Stored entries:
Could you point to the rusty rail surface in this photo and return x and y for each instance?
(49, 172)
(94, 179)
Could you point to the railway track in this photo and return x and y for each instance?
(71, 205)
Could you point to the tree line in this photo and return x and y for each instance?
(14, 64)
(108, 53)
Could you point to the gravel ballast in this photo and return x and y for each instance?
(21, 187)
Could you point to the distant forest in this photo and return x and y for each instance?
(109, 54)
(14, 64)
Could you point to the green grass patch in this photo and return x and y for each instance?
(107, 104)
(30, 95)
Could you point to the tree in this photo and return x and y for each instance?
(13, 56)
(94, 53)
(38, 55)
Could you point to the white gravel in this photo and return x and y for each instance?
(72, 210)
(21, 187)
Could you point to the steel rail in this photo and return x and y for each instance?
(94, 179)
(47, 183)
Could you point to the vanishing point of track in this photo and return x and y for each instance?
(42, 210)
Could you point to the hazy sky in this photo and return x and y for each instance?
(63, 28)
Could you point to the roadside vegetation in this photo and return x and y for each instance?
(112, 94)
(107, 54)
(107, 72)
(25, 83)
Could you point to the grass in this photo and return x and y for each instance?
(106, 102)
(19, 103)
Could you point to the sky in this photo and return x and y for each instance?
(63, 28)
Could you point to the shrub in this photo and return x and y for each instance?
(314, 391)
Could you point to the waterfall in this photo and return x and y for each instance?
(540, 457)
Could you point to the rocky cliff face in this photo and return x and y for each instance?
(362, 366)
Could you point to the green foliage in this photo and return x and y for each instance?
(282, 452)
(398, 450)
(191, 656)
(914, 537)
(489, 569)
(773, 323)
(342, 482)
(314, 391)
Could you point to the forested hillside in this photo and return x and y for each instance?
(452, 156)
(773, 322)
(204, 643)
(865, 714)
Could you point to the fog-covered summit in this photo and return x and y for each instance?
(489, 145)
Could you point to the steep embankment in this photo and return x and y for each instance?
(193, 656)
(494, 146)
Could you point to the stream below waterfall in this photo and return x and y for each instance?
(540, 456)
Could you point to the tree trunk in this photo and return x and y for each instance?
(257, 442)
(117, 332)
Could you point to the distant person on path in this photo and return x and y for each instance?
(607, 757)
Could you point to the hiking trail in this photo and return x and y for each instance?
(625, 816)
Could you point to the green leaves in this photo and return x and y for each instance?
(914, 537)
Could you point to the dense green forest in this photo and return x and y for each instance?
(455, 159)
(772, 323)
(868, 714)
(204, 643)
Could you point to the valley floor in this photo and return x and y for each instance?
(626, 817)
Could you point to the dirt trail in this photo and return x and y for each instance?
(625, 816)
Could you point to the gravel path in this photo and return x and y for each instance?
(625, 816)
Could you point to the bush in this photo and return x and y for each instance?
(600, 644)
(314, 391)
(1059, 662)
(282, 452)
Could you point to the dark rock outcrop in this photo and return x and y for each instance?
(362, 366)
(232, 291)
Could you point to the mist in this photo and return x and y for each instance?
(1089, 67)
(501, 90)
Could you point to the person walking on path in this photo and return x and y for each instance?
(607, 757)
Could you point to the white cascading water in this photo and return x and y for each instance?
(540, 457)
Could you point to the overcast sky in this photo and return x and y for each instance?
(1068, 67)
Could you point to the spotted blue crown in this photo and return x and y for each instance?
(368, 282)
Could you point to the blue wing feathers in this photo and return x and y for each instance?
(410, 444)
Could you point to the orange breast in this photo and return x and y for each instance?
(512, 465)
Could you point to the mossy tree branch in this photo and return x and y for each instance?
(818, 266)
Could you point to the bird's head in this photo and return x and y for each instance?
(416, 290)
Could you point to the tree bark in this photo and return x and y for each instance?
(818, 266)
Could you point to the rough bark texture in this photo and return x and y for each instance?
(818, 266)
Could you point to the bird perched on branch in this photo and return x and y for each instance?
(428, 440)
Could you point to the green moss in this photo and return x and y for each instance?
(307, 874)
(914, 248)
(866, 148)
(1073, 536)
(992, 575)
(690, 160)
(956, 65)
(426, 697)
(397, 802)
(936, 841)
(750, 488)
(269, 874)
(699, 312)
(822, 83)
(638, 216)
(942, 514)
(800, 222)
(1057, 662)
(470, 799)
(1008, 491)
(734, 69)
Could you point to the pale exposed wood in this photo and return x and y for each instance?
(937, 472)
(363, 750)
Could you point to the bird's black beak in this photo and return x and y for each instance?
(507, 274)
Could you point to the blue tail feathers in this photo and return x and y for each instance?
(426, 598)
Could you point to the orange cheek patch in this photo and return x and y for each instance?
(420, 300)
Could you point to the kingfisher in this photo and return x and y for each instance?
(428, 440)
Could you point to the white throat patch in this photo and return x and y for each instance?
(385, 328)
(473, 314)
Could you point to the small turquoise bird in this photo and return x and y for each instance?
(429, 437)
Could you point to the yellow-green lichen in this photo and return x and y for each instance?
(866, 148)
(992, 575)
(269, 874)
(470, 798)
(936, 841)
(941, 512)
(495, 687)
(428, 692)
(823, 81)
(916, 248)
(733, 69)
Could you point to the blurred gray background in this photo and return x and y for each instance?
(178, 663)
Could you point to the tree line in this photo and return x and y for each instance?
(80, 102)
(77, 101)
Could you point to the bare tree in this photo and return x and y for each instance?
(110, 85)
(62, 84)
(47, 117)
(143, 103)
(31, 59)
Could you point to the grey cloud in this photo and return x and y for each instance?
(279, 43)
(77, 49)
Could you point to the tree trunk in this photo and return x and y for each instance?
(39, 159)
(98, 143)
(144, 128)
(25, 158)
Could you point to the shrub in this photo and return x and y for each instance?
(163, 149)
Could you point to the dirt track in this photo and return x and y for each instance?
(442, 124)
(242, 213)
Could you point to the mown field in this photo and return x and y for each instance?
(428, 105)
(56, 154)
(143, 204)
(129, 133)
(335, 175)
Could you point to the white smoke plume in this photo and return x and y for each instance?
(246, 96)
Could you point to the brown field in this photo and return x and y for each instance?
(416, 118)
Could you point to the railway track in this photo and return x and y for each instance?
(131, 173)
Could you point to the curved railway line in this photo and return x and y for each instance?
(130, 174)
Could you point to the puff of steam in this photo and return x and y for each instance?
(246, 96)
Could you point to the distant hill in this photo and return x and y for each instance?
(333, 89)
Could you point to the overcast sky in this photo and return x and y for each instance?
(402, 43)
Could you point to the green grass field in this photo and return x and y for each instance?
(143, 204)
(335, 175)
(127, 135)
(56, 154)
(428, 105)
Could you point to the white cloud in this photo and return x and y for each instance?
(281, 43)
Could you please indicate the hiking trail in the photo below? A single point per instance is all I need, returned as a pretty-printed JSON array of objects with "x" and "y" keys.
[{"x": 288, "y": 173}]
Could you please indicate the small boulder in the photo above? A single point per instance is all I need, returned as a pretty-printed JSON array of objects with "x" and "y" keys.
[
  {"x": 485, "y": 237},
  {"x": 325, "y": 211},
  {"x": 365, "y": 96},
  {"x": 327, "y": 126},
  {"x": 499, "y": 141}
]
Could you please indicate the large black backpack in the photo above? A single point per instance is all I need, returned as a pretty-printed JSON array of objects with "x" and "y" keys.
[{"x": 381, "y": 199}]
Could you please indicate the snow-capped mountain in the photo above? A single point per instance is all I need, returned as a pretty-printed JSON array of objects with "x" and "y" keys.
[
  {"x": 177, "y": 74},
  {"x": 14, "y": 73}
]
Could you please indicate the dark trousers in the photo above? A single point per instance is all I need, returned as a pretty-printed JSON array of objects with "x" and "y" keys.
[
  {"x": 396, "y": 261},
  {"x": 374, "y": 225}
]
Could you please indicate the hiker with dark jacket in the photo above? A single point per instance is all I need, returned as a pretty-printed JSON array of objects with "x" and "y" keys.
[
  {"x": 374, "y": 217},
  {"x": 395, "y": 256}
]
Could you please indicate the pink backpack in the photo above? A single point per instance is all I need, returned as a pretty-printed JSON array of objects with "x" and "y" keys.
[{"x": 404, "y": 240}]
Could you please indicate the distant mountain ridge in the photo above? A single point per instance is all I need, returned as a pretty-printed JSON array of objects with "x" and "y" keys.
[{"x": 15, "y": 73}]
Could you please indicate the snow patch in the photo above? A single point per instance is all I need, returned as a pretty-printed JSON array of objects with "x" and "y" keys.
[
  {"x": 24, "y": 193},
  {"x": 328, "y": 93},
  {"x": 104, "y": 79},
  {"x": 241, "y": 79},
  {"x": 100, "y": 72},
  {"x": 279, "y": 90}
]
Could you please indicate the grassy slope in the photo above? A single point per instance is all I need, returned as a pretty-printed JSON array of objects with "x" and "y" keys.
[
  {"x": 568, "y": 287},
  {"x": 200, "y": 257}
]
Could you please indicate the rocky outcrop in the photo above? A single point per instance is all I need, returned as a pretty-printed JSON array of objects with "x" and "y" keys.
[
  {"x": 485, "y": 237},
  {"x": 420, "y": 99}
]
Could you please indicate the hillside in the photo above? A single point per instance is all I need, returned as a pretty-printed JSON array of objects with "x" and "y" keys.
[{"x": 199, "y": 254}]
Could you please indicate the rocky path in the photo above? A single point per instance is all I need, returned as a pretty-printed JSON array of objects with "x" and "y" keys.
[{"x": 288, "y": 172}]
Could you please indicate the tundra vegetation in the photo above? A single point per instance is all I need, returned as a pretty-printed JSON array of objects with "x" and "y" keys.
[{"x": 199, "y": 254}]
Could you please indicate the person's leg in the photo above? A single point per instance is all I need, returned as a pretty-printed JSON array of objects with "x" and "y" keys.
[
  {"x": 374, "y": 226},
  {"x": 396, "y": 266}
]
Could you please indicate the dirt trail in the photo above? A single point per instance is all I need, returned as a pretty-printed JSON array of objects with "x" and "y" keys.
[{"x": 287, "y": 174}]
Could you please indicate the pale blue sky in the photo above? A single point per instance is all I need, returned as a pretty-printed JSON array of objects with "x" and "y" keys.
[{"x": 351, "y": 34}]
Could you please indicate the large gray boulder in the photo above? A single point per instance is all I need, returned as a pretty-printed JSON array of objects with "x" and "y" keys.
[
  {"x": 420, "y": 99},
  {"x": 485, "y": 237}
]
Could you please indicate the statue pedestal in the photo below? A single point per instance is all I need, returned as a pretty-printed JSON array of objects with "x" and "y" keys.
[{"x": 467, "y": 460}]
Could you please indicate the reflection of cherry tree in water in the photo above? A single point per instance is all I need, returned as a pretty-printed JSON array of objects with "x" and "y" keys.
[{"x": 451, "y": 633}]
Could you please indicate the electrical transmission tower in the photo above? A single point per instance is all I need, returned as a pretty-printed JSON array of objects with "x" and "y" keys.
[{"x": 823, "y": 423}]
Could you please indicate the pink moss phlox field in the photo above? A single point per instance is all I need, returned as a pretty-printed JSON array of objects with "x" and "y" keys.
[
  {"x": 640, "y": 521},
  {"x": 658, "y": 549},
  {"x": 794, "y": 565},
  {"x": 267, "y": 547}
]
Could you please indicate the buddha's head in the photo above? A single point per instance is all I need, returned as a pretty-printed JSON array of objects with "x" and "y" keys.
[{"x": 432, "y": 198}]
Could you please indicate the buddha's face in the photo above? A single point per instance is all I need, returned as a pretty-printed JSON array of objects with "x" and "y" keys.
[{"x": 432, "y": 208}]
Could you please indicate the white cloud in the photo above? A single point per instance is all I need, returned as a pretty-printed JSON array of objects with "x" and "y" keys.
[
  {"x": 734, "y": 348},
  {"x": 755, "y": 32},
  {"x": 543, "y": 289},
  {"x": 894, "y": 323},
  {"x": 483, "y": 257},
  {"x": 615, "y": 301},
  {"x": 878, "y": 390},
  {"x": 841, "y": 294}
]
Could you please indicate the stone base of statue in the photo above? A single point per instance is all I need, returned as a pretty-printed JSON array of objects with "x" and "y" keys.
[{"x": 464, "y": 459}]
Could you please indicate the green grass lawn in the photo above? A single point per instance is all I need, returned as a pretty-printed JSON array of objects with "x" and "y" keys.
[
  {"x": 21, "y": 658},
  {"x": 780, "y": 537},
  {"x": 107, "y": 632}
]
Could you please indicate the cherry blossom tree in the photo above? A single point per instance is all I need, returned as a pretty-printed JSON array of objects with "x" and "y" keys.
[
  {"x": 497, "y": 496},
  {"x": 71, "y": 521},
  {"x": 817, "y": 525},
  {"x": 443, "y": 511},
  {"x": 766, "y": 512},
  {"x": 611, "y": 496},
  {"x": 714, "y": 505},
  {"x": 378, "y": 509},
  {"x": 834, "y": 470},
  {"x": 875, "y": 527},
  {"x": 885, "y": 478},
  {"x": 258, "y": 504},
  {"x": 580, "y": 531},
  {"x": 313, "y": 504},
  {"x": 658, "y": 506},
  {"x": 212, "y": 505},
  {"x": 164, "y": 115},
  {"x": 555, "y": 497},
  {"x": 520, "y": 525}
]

Work item: Only the lines from the one holding "Could you please indicate the cherry" through the final line of the entries, both included, should be given again, word for word.

Exercise output:
Could you please indicate the cherry blossom tree in the photo above? A single point per instance is all I need, returned as a pretty-printed JSON array of objects with "x" and "y" keys.
[
  {"x": 497, "y": 496},
  {"x": 71, "y": 521},
  {"x": 817, "y": 525},
  {"x": 443, "y": 511},
  {"x": 766, "y": 512},
  {"x": 611, "y": 496},
  {"x": 714, "y": 505},
  {"x": 378, "y": 509},
  {"x": 834, "y": 470},
  {"x": 875, "y": 527},
  {"x": 885, "y": 478},
  {"x": 258, "y": 504},
  {"x": 580, "y": 531},
  {"x": 313, "y": 504},
  {"x": 658, "y": 506},
  {"x": 212, "y": 505},
  {"x": 164, "y": 115},
  {"x": 555, "y": 497},
  {"x": 520, "y": 525}
]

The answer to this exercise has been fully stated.